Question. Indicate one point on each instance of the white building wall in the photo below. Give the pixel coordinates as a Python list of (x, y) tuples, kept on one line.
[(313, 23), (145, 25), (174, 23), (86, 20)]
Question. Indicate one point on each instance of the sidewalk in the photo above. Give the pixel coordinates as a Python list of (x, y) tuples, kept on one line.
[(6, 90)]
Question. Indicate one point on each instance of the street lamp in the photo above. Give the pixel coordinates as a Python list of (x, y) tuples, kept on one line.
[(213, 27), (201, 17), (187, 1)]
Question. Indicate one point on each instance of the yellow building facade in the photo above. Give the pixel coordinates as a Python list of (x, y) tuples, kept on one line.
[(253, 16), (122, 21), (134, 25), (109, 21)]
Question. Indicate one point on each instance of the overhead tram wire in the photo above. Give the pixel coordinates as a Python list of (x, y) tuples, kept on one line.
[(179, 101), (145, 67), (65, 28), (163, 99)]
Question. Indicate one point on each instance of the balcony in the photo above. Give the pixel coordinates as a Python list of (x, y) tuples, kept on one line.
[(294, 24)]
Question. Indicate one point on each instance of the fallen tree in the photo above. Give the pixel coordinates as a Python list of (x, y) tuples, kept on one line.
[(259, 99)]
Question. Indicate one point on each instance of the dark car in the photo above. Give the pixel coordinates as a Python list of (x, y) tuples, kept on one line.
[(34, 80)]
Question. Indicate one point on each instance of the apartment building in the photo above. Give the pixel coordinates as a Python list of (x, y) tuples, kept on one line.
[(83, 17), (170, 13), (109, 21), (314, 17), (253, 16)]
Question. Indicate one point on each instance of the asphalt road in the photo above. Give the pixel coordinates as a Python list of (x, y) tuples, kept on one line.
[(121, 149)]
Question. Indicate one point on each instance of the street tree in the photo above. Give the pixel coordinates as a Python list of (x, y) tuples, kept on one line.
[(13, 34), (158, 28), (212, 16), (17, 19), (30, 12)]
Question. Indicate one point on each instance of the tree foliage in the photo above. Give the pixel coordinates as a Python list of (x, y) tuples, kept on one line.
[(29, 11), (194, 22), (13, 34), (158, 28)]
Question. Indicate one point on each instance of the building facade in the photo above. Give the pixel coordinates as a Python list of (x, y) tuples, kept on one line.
▬▬▬▬▬▬
**Work instruction:**
A complete, exact transcription of the data above is required.

**Response to the task:**
Question. Indicate one point on each instance of the white building wall in the photo below. Give the pixel coordinates as a Python list of (x, y) tuples, kept on one line.
[(313, 23), (145, 25), (174, 23), (86, 20)]
Question. Indicate one point on each instance of the sidewalk in the photo above. Give the pixel coordinates as a Python list of (x, y) tuples, kept on one line.
[(6, 90)]
Question. Indicate one point on each instance of the street lamp in the photo above. Give the pixel coordinates as a Python list of (x, y) tuples, kept on one line.
[(213, 27), (201, 17), (187, 1)]
Question. Indicate one point on each instance of the yellow building facade in the photo above. Give the pixel coordinates as a Python list of (x, y) tuples, kept on one line.
[(253, 16), (122, 21), (134, 25), (109, 21)]
Question. Indicate one point on each instance of the overhead tram wire in the photo above. Give the pixel coordinates as a Python list of (x, y) tuples, kept on one line.
[(179, 101), (145, 67), (65, 28), (163, 99)]
Question. Indicate one point on each instance of the balcony in the photo above. Give the pixel coordinates as a Python list of (x, y) tuples, kept on one line.
[(294, 24)]
Question. Indicate one point on each instance of the fallen tree in the photo above. Give the pixel coordinates as a Python list of (x, y) tuples, kept on one line.
[(259, 99)]
Question. Indicate one point on each instance of the dark car in the photo above. Give the pixel coordinates as a Python list of (x, y) tuples, kept on one line.
[(34, 80)]
Question. Indicate one point on each instance of the apartment building in the photo above. Give the pixel coordinates as a Python list of (x, y) tuples, kept on one line.
[(83, 17), (170, 13), (109, 21), (314, 17), (253, 16)]
Question. Indicate one point on each instance of the asphalt road in the photo above. Give the pixel coordinates as a Python list of (x, y) tuples, kept on one line.
[(121, 149)]
Question. Indicate one point on each instance of the street tree in the photo above. Give the pixel coordinates as a Python list of (x, y) tuples, kept on one line.
[(13, 34), (158, 28), (212, 16), (17, 19), (30, 12)]
Question. Indicate one point on each instance of the tree foliage in the photo above. Give the pixel coordinates as a Python list of (x, y) tuples, kept on one line.
[(29, 11), (194, 22), (13, 34), (158, 28)]
Question. Indicate one point on each instance of the building facade in the photo above. Give the pixel coordinates as a Python list of (x, y) tuples, kept on one line.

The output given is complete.